Shape labeling records:

:::

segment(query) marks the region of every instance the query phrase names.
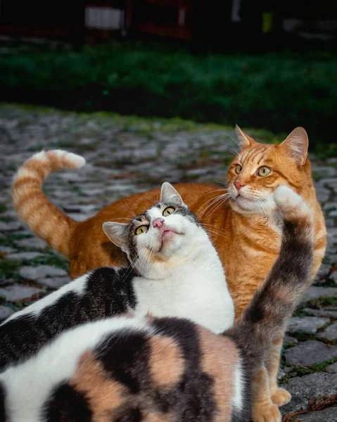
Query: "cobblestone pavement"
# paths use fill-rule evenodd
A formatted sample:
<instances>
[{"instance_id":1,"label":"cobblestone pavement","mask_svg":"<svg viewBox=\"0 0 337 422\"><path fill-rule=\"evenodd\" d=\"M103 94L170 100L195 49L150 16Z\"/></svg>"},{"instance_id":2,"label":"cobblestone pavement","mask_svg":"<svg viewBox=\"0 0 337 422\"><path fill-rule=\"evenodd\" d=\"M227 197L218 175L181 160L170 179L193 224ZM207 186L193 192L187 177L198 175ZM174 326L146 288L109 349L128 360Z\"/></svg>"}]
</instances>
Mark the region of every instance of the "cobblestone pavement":
<instances>
[{"instance_id":1,"label":"cobblestone pavement","mask_svg":"<svg viewBox=\"0 0 337 422\"><path fill-rule=\"evenodd\" d=\"M257 139L267 132L250 133ZM163 180L223 179L234 131L179 120L147 120L0 104L0 319L69 281L68 262L18 221L10 197L18 166L42 148L83 155L84 168L57 173L44 186L50 199L83 220L103 206ZM263 138L262 138L263 139ZM336 422L337 404L337 159L312 157L313 175L329 227L319 277L291 319L280 381L292 393L287 421Z\"/></svg>"}]
</instances>

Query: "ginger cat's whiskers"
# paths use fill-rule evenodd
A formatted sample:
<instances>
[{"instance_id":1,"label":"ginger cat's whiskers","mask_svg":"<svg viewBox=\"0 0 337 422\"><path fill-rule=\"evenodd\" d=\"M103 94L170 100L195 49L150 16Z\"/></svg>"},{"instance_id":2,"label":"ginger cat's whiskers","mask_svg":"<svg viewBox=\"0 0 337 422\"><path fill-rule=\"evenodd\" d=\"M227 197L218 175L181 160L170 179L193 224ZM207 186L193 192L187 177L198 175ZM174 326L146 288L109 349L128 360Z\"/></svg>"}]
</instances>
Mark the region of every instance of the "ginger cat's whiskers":
<instances>
[{"instance_id":1,"label":"ginger cat's whiskers","mask_svg":"<svg viewBox=\"0 0 337 422\"><path fill-rule=\"evenodd\" d=\"M196 214L197 210L201 215L204 224L215 224L225 231L226 238L222 234L215 234L214 227L205 226L212 235L224 267L236 316L239 317L263 283L279 252L281 231L277 221L279 215L274 212L275 189L281 185L292 187L314 215L314 260L307 286L314 280L324 255L326 230L311 175L308 139L304 129L295 129L279 144L258 143L239 127L236 130L240 151L234 151L232 146L223 148L235 155L229 166L227 183L220 185L231 194L228 198L222 195L215 198L217 192L214 191L218 188L210 184L186 183L175 187L191 211ZM126 257L117 246L111 245L109 250L104 247L106 238L101 229L101 224L112 216L129 215L129 212L125 212L125 200L117 200L95 217L80 222L56 208L42 189L49 174L61 168L77 168L84 163L82 158L65 151L42 151L34 155L19 169L12 188L13 200L20 218L37 236L70 260L72 277L92 268L127 264ZM255 192L265 194L265 200L260 198L257 200L241 200L238 196L240 190L243 198L249 192ZM158 193L158 189L150 191L154 196ZM205 203L205 195L210 193L212 198ZM140 214L148 207L148 199L144 193L137 193L128 198L127 203ZM245 259L239 259L243 256ZM279 357L281 341L281 336L275 343L274 351L270 353L275 360L272 364L266 362L267 367L279 365L276 357ZM263 383L253 385L254 422L268 420L271 409L277 414L272 403L273 397L278 405L289 399L289 395L276 387L276 372L268 373L268 377L272 381L267 385ZM269 391L269 385L272 386L270 397L265 394ZM279 419L276 418L275 421L278 422Z\"/></svg>"},{"instance_id":2,"label":"ginger cat's whiskers","mask_svg":"<svg viewBox=\"0 0 337 422\"><path fill-rule=\"evenodd\" d=\"M229 193L224 193L223 195L219 195L216 196L214 200L207 207L205 210L203 217L203 218L207 218L210 216L212 214L215 212L215 211L219 209L221 205L222 205L227 200L228 200L231 197L231 194ZM213 207L212 208L212 207ZM208 210L209 209L209 211ZM208 211L206 212L206 211Z\"/></svg>"}]
</instances>

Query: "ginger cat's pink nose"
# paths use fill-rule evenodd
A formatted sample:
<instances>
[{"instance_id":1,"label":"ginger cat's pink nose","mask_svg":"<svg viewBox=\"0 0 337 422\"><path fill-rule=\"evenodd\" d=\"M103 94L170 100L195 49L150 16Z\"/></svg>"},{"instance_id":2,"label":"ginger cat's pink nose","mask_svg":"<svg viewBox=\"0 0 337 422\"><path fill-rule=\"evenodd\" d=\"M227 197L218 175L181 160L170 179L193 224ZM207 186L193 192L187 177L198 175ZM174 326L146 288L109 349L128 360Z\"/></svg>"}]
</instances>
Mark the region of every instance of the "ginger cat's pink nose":
<instances>
[{"instance_id":1,"label":"ginger cat's pink nose","mask_svg":"<svg viewBox=\"0 0 337 422\"><path fill-rule=\"evenodd\" d=\"M164 219L158 217L153 221L153 227L161 227L163 226L163 223L164 222Z\"/></svg>"},{"instance_id":2,"label":"ginger cat's pink nose","mask_svg":"<svg viewBox=\"0 0 337 422\"><path fill-rule=\"evenodd\" d=\"M246 184L244 184L243 181L240 181L239 180L236 180L234 181L234 186L236 188L236 189L238 191L240 191L240 189L242 188L242 186L245 186Z\"/></svg>"}]
</instances>

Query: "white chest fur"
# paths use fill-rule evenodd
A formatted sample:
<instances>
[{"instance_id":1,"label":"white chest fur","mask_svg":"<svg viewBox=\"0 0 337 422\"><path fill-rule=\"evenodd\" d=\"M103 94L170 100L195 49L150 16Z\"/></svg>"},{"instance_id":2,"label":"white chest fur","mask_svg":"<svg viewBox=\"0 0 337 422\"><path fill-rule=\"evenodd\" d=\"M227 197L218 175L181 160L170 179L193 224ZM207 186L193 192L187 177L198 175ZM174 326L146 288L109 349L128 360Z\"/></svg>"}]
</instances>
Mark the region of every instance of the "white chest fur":
<instances>
[{"instance_id":1,"label":"white chest fur","mask_svg":"<svg viewBox=\"0 0 337 422\"><path fill-rule=\"evenodd\" d=\"M160 279L136 278L136 313L188 318L217 333L231 327L233 300L219 257L210 251L200 259L167 270Z\"/></svg>"}]
</instances>

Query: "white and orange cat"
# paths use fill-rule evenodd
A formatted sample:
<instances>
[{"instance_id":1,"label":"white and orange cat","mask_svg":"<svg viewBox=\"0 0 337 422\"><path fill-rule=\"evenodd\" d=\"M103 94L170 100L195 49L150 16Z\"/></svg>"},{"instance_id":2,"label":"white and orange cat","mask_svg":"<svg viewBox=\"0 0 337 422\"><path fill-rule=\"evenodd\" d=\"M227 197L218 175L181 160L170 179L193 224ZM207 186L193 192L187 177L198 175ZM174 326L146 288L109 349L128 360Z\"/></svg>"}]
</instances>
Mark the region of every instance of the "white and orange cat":
<instances>
[{"instance_id":1,"label":"white and orange cat","mask_svg":"<svg viewBox=\"0 0 337 422\"><path fill-rule=\"evenodd\" d=\"M129 314L72 327L0 374L1 422L248 422L255 377L313 262L309 207L287 186L273 198L280 254L234 327Z\"/></svg>"},{"instance_id":2,"label":"white and orange cat","mask_svg":"<svg viewBox=\"0 0 337 422\"><path fill-rule=\"evenodd\" d=\"M280 144L256 142L237 127L241 151L229 165L227 189L214 186L182 184L175 188L206 229L224 267L228 286L239 317L265 279L277 258L281 233L273 222L273 193L286 185L300 195L314 217L314 255L307 286L320 267L326 245L326 229L311 177L308 139L303 128L295 129ZM19 217L37 236L68 257L72 276L102 266L126 262L120 250L101 231L102 224L132 217L155 201L157 190L123 198L86 222L77 222L49 201L42 190L45 177L61 168L77 168L84 160L64 151L42 152L19 169L13 184L13 199ZM152 197L152 198L151 198ZM229 198L229 200L224 200ZM291 395L277 385L283 335L261 366L253 389L254 422L280 421L277 406ZM277 406L275 406L277 405Z\"/></svg>"}]
</instances>

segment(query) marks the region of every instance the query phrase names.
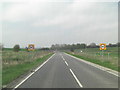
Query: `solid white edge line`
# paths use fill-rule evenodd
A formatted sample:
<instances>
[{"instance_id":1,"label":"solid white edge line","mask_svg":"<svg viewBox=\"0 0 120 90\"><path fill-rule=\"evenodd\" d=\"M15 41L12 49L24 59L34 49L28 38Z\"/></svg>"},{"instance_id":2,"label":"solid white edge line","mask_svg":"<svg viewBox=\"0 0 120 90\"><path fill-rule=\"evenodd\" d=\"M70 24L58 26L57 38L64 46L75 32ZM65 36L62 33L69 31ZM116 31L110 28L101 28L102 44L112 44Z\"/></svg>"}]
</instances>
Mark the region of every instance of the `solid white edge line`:
<instances>
[{"instance_id":1,"label":"solid white edge line","mask_svg":"<svg viewBox=\"0 0 120 90\"><path fill-rule=\"evenodd\" d=\"M42 68L43 65L45 65L55 54L53 54L47 61L45 61L43 64L41 64L36 70L38 71L40 68ZM24 80L22 80L18 85L14 87L14 89L18 88L22 83L24 83L29 77L31 77L35 72L32 72L30 75L28 75ZM13 89L13 90L14 90Z\"/></svg>"},{"instance_id":2,"label":"solid white edge line","mask_svg":"<svg viewBox=\"0 0 120 90\"><path fill-rule=\"evenodd\" d=\"M65 61L65 64L68 66L68 63Z\"/></svg>"},{"instance_id":3,"label":"solid white edge line","mask_svg":"<svg viewBox=\"0 0 120 90\"><path fill-rule=\"evenodd\" d=\"M76 75L73 73L73 71L70 69L70 72L72 73L73 77L75 78L76 82L78 83L78 85L83 88L82 84L80 83L80 81L78 80L78 78L76 77Z\"/></svg>"},{"instance_id":4,"label":"solid white edge line","mask_svg":"<svg viewBox=\"0 0 120 90\"><path fill-rule=\"evenodd\" d=\"M67 54L67 53L65 53L65 54L68 55L68 56L71 56L71 57L75 58L76 60L82 61L82 62L84 62L84 63L86 63L86 64L89 64L89 65L91 65L91 66L93 66L93 67L96 67L96 68L98 68L98 69L100 69L100 70L102 70L102 71L108 72L108 73L110 73L110 74L112 74L112 75L114 75L114 76L119 77L118 72L117 72L117 74L113 73L113 72L116 72L116 71L114 71L114 70L111 70L111 69L109 69L109 68L106 68L106 67L97 65L97 64L92 63L92 62L88 62L88 61L82 60L82 59L80 59L80 58L77 58L77 57L75 57L75 56L69 55L69 54ZM108 70L108 71L107 71L107 70ZM113 71L113 72L110 72L109 70L110 70L110 71Z\"/></svg>"},{"instance_id":5,"label":"solid white edge line","mask_svg":"<svg viewBox=\"0 0 120 90\"><path fill-rule=\"evenodd\" d=\"M62 56L62 55L61 55ZM62 56L62 59L65 61L64 57Z\"/></svg>"}]
</instances>

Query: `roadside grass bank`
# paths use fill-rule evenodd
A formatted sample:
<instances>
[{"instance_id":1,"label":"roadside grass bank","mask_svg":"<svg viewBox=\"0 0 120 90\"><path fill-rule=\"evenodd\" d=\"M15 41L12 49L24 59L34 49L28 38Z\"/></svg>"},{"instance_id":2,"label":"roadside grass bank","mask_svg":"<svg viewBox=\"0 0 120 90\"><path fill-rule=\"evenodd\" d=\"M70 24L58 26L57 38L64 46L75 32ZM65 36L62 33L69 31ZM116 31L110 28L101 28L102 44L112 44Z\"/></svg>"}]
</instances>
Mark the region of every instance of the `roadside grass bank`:
<instances>
[{"instance_id":1,"label":"roadside grass bank","mask_svg":"<svg viewBox=\"0 0 120 90\"><path fill-rule=\"evenodd\" d=\"M27 61L24 63L11 65L8 67L3 67L2 70L2 85L7 85L13 80L17 79L24 73L30 71L31 69L39 66L42 64L45 60L47 60L50 56L52 56L53 53L48 53L44 55L43 57L39 57L33 61ZM14 60L13 60L14 61Z\"/></svg>"},{"instance_id":2,"label":"roadside grass bank","mask_svg":"<svg viewBox=\"0 0 120 90\"><path fill-rule=\"evenodd\" d=\"M86 61L89 61L89 62L92 62L92 63L95 63L95 64L98 64L98 65L101 65L101 66L104 66L104 67L107 67L107 68L110 68L112 70L115 70L115 71L119 71L120 72L120 67L118 65L118 63L112 63L111 61L108 61L108 60L104 60L102 57L94 57L94 56L89 56L89 55L83 55L83 54L77 54L77 53L72 53L72 52L65 52L67 54L70 54L72 56L75 56L77 58L80 58L80 59L83 59L83 60L86 60ZM115 61L116 62L116 61Z\"/></svg>"}]
</instances>

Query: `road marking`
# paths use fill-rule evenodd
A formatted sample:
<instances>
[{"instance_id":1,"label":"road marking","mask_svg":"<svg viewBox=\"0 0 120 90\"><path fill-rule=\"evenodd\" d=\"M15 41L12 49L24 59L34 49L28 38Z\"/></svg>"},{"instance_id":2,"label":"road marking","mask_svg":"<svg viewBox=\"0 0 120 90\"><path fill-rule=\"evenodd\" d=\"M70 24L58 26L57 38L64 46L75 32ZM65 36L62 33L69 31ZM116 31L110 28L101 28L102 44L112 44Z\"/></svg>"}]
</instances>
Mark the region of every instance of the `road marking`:
<instances>
[{"instance_id":1,"label":"road marking","mask_svg":"<svg viewBox=\"0 0 120 90\"><path fill-rule=\"evenodd\" d=\"M61 55L62 56L62 55ZM65 61L64 57L62 56L62 59Z\"/></svg>"},{"instance_id":2,"label":"road marking","mask_svg":"<svg viewBox=\"0 0 120 90\"><path fill-rule=\"evenodd\" d=\"M68 63L65 61L65 64L68 66Z\"/></svg>"},{"instance_id":3,"label":"road marking","mask_svg":"<svg viewBox=\"0 0 120 90\"><path fill-rule=\"evenodd\" d=\"M80 58L74 57L74 56L69 55L69 54L67 54L67 53L65 53L65 54L68 55L68 56L70 56L70 57L72 57L72 58L75 58L76 60L82 61L82 62L84 62L84 63L86 63L86 64L88 64L88 65L91 65L91 66L96 67L96 68L98 68L98 69L100 69L100 70L102 70L102 71L108 72L108 73L110 73L110 74L112 74L112 75L115 75L115 76L119 77L117 71L114 71L114 70L112 70L112 69L109 69L109 68L106 68L106 67L97 65L97 64L95 64L95 63L91 63L91 62L82 60L82 59L80 59Z\"/></svg>"},{"instance_id":4,"label":"road marking","mask_svg":"<svg viewBox=\"0 0 120 90\"><path fill-rule=\"evenodd\" d=\"M46 60L43 64L41 64L37 69L35 69L35 72L37 72L40 68L43 67L55 54L53 54L48 60ZM35 72L32 72L30 75L28 75L24 80L22 80L18 85L15 86L13 90L18 88L22 83L24 83L28 78L30 78Z\"/></svg>"},{"instance_id":5,"label":"road marking","mask_svg":"<svg viewBox=\"0 0 120 90\"><path fill-rule=\"evenodd\" d=\"M73 77L75 78L76 82L78 83L78 85L83 88L82 84L80 83L80 81L78 80L78 78L76 77L76 75L73 73L73 71L70 69L70 72L72 73Z\"/></svg>"}]
</instances>

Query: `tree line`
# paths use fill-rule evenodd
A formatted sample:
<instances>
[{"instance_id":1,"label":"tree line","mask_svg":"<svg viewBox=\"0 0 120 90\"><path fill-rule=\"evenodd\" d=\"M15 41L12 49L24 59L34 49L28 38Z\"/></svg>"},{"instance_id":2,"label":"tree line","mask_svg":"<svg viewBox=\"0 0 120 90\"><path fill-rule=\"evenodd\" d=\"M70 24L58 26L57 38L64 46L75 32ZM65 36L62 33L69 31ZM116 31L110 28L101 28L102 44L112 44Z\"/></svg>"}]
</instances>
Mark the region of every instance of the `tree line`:
<instances>
[{"instance_id":1,"label":"tree line","mask_svg":"<svg viewBox=\"0 0 120 90\"><path fill-rule=\"evenodd\" d=\"M107 47L120 47L120 42L116 44L109 43ZM50 48L39 48L38 50L71 50L74 51L75 49L85 49L85 48L99 48L99 45L96 43L91 43L89 45L85 43L77 43L77 44L53 44ZM20 51L20 45L16 44L13 46L13 51L18 52ZM4 45L0 43L0 50L4 50Z\"/></svg>"},{"instance_id":2,"label":"tree line","mask_svg":"<svg viewBox=\"0 0 120 90\"><path fill-rule=\"evenodd\" d=\"M117 47L120 46L120 42L116 44L109 43L106 45L107 47ZM99 48L99 45L96 43L91 43L89 45L85 43L77 43L77 44L55 44L51 46L52 50L71 50L73 51L74 49L85 49L85 48Z\"/></svg>"}]
</instances>

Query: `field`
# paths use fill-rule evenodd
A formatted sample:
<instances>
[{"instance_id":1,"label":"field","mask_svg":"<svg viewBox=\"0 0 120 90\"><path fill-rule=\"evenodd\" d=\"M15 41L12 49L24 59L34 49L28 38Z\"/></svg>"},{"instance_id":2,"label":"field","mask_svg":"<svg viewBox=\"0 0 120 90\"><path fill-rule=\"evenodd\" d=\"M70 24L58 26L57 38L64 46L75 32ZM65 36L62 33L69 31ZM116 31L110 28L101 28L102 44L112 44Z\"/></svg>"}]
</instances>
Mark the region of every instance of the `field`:
<instances>
[{"instance_id":1,"label":"field","mask_svg":"<svg viewBox=\"0 0 120 90\"><path fill-rule=\"evenodd\" d=\"M118 71L118 47L108 47L105 51L100 51L99 48L77 49L68 53Z\"/></svg>"},{"instance_id":2,"label":"field","mask_svg":"<svg viewBox=\"0 0 120 90\"><path fill-rule=\"evenodd\" d=\"M40 65L47 60L53 53L50 51L31 51L21 50L14 52L5 49L2 52L2 85L9 84L25 72Z\"/></svg>"}]
</instances>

:::

▶ **WHAT YOU ARE ASKED TO DO**
Count the lines of the material above that contain the string "cobblestone", and give only that number.

▶ **ANSWER TO THE TASK**
4